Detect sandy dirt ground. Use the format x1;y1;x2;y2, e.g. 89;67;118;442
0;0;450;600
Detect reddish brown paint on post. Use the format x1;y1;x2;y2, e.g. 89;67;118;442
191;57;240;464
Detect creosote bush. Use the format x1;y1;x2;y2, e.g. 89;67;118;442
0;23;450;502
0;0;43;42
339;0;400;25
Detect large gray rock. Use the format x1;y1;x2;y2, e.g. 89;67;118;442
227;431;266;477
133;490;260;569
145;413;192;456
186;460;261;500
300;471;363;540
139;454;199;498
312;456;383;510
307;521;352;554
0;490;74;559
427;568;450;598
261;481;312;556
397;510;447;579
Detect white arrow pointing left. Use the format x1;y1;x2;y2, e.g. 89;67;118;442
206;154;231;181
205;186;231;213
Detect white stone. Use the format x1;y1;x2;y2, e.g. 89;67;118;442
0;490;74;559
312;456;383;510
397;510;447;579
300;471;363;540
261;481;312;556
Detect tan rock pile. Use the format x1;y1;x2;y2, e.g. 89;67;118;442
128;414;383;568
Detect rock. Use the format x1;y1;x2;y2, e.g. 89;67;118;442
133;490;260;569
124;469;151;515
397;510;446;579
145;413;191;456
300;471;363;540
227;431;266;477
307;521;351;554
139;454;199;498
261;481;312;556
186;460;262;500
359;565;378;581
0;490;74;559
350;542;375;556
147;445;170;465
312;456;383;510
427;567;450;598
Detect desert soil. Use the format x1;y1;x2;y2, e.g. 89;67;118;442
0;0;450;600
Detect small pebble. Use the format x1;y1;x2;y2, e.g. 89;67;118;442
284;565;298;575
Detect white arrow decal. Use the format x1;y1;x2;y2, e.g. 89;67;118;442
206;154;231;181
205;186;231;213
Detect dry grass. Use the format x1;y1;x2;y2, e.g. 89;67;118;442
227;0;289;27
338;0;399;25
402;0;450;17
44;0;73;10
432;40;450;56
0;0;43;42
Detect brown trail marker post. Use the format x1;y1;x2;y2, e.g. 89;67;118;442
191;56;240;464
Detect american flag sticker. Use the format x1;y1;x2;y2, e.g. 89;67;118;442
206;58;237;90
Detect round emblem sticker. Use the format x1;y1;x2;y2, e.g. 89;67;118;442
__________________________________________________
PROBLEM DESCRIPTION
Write down all the entries again without a single difference.

WRITTEN RESPONSE
Detect sandy dirt ground. Use the format x1;y1;x2;y2, e.g. 89;67;118;442
0;0;450;600
Detect reddish brown paint on post. Use the format x1;y1;x2;y2, e.g. 89;67;118;442
191;57;240;464
Detect creosote bush. Use the format x1;y1;x2;y2, e.g. 89;67;118;442
0;23;450;502
0;0;43;42
339;0;400;25
Detect large gray rock. Use the format x1;y1;x2;y2, e.g. 89;67;118;442
227;431;266;477
133;490;260;569
145;413;192;456
186;460;261;500
300;471;363;540
139;454;199;498
312;456;383;510
307;521;352;554
0;490;74;559
427;568;450;598
261;481;312;556
397;510;447;579
Detect white arrow pointing left. Use the format x1;y1;x2;y2, e.g. 89;67;118;442
206;154;231;181
205;186;231;213
Detect white stone. Use the format x1;y1;x2;y2, e.g. 89;67;118;442
0;490;74;559
312;456;383;510
397;510;447;579
300;471;363;540
261;481;312;556
Detect tan rock pile. Use the format x1;y1;x2;y2, e.g. 89;67;118;442
128;414;383;568
Detect rock. Use the format x1;y1;x2;y2, e.g. 89;67;118;442
133;490;260;569
124;469;151;515
397;510;446;579
145;413;191;456
300;471;363;540
227;431;266;477
307;521;351;554
139;454;199;498
261;481;312;556
186;460;262;500
359;565;378;581
0;490;74;559
350;542;375;556
147;445;170;465
312;456;383;510
427;567;450;598
Detect desert soil. Use the format x1;y1;x2;y2, e.g. 89;67;118;442
0;0;450;600
Detect small pebble. Use the format x1;y1;x2;y2, e.g. 89;67;118;442
284;565;298;575
Detect white arrow decal. Use the format x1;y1;x2;y2, e.g. 89;67;118;442
206;154;231;181
205;186;231;213
Detect dry grass. Use the format x1;y1;x2;y2, e.g. 89;67;118;442
227;0;289;27
338;0;399;25
402;0;450;17
44;0;73;10
432;40;450;56
0;0;43;42
Detect brown trail marker post. Use the format x1;y1;x2;y2, e.g. 89;67;118;442
191;56;240;464
Detect american flag sticker. Use the format x1;y1;x2;y2, e.g. 89;67;118;442
206;58;237;90
Detect round emblem sticker. Use the format x1;y1;x2;y2, e.g. 89;67;118;442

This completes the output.